# [Data provided]
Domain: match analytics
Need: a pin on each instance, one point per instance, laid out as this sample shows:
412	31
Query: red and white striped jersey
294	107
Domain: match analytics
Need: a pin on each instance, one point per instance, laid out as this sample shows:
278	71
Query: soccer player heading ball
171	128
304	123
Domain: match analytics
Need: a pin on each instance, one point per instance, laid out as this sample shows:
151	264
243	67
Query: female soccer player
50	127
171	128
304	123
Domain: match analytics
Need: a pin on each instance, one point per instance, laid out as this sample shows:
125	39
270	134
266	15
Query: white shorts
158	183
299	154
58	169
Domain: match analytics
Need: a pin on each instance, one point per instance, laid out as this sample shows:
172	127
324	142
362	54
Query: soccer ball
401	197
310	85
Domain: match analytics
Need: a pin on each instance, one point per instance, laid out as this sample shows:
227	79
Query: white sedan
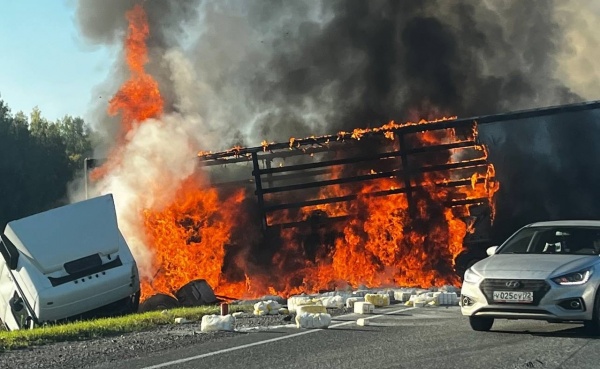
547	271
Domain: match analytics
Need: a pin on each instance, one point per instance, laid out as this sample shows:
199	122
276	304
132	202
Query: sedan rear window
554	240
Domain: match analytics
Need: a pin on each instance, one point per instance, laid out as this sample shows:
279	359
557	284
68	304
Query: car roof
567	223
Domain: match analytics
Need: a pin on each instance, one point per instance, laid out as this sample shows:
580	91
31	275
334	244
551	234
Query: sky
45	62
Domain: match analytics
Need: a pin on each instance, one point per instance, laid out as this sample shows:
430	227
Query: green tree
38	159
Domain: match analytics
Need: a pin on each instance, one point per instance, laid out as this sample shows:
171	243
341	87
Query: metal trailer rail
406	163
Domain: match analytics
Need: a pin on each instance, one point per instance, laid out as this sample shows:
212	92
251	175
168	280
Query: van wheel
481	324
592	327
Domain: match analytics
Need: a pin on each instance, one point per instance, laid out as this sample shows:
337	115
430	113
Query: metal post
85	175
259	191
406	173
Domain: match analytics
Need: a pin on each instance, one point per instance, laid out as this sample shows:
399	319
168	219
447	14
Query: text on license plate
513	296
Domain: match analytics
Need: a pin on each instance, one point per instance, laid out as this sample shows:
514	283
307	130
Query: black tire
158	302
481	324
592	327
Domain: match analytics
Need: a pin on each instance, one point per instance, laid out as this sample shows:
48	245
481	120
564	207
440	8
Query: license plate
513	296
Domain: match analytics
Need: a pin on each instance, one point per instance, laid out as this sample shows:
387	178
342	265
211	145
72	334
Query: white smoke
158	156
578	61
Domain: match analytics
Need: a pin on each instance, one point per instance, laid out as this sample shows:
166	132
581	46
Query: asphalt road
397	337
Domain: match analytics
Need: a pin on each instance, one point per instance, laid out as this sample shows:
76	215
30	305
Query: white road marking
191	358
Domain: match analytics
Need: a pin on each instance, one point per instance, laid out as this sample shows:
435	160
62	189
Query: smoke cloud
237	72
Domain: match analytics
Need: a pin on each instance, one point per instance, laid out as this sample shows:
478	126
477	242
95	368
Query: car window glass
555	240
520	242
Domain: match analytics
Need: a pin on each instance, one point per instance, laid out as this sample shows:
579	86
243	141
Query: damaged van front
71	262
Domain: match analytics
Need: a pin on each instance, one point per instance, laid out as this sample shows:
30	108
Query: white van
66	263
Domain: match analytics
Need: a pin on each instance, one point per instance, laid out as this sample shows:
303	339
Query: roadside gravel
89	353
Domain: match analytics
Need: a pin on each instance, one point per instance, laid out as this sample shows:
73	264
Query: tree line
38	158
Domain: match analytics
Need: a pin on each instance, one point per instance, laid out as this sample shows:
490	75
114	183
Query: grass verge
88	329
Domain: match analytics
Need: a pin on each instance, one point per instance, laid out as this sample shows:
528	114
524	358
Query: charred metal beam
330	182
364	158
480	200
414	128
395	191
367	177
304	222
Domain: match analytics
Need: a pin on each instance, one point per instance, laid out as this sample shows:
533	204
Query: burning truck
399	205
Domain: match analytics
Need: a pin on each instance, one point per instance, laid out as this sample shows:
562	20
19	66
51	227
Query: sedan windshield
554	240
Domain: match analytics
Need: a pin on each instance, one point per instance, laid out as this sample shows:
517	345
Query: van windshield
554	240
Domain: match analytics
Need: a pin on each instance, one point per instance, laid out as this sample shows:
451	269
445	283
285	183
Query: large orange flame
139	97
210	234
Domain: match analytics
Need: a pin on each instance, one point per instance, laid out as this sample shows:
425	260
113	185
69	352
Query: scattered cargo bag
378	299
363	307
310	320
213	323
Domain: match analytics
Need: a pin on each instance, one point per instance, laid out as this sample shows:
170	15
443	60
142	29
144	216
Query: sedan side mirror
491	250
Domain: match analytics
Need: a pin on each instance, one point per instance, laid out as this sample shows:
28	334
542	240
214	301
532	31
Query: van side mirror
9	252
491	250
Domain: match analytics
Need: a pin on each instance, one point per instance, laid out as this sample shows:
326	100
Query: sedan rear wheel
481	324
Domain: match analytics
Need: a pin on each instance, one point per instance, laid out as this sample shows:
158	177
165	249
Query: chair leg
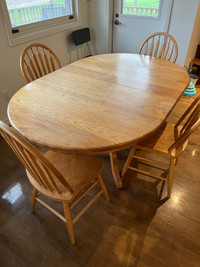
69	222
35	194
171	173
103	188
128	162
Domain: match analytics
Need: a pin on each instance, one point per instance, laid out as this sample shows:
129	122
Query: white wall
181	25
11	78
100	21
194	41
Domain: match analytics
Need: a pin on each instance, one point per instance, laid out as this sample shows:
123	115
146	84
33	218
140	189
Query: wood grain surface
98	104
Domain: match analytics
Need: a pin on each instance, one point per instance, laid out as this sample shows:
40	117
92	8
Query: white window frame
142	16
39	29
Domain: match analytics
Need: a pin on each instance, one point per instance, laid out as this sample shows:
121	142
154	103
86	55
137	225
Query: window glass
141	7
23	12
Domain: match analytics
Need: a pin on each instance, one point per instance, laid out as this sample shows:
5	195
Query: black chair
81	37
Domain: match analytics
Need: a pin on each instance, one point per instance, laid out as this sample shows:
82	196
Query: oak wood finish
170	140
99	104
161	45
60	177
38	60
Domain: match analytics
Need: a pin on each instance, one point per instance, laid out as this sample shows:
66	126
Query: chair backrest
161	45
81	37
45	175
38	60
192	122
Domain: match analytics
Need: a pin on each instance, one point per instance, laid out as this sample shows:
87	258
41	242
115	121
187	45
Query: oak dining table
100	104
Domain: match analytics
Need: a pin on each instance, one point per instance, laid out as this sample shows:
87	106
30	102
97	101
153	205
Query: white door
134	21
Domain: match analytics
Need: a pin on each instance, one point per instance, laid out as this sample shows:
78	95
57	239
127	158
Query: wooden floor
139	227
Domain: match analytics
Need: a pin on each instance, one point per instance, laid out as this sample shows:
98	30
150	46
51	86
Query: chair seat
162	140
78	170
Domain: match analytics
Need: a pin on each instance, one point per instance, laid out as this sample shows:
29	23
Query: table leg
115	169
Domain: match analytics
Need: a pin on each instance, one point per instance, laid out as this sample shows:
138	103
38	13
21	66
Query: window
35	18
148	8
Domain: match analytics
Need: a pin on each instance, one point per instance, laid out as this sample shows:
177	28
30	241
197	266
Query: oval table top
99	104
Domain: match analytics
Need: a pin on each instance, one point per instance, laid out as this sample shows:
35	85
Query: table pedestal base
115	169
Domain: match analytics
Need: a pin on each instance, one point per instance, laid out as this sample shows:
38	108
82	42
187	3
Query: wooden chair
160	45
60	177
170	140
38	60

--

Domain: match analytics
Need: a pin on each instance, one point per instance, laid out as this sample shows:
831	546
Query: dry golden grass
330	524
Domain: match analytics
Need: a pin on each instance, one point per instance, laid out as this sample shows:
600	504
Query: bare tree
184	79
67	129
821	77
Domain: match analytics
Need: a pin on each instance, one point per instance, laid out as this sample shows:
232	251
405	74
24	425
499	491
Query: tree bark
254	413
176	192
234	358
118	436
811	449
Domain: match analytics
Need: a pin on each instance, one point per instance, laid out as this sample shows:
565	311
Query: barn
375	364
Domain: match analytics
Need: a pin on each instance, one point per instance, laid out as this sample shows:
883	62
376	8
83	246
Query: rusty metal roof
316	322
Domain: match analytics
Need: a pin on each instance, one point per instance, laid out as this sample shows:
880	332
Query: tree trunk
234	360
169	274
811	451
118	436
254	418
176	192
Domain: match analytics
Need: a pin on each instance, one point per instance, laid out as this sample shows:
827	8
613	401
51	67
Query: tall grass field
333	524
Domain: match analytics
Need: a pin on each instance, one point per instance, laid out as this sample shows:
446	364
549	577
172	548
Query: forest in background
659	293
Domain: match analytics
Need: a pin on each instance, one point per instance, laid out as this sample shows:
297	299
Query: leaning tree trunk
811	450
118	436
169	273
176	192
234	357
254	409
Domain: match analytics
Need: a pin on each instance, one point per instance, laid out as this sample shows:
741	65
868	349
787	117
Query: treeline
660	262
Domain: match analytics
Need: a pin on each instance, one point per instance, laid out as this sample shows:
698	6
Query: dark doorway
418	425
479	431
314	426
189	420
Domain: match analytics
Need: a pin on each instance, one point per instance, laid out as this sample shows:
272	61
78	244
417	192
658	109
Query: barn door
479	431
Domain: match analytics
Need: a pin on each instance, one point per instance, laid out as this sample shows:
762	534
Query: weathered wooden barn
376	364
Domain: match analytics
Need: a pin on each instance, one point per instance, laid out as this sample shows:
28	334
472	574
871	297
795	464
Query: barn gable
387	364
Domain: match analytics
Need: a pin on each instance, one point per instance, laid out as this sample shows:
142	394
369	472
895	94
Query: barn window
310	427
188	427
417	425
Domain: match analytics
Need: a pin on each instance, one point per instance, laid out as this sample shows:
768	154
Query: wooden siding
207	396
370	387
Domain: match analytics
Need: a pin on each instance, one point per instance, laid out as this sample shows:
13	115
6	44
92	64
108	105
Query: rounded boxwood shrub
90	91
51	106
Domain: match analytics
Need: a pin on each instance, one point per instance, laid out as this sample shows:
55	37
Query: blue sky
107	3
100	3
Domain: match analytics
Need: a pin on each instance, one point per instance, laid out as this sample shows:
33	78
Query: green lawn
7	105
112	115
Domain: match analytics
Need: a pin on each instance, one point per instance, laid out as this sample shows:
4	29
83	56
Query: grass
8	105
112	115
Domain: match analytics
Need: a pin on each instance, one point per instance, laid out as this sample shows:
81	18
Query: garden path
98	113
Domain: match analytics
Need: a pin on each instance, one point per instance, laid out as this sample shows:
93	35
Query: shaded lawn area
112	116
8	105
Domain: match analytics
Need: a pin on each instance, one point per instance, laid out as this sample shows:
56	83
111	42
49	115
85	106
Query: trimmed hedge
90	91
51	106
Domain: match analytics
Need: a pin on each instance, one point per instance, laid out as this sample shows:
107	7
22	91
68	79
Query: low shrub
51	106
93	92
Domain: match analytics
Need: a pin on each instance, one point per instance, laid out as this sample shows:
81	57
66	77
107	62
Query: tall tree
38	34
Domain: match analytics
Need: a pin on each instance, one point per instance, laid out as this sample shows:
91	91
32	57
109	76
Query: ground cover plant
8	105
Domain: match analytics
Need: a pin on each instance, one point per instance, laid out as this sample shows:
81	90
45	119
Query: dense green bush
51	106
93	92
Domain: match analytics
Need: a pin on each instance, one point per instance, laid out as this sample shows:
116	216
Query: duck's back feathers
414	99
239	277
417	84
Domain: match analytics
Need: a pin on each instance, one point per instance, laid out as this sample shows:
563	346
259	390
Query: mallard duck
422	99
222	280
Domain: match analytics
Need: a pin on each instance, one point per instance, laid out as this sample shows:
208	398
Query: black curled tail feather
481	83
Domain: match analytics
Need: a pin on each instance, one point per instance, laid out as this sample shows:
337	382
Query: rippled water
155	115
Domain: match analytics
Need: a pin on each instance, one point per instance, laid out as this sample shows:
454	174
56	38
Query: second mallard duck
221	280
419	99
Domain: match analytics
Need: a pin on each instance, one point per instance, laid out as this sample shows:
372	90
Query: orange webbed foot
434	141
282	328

# [Work to complete]
Identify every line in the entries above that contains the string "trunk". Case counts.

# [Solution below]
Query: tree trunk
Query: leaning tree trunk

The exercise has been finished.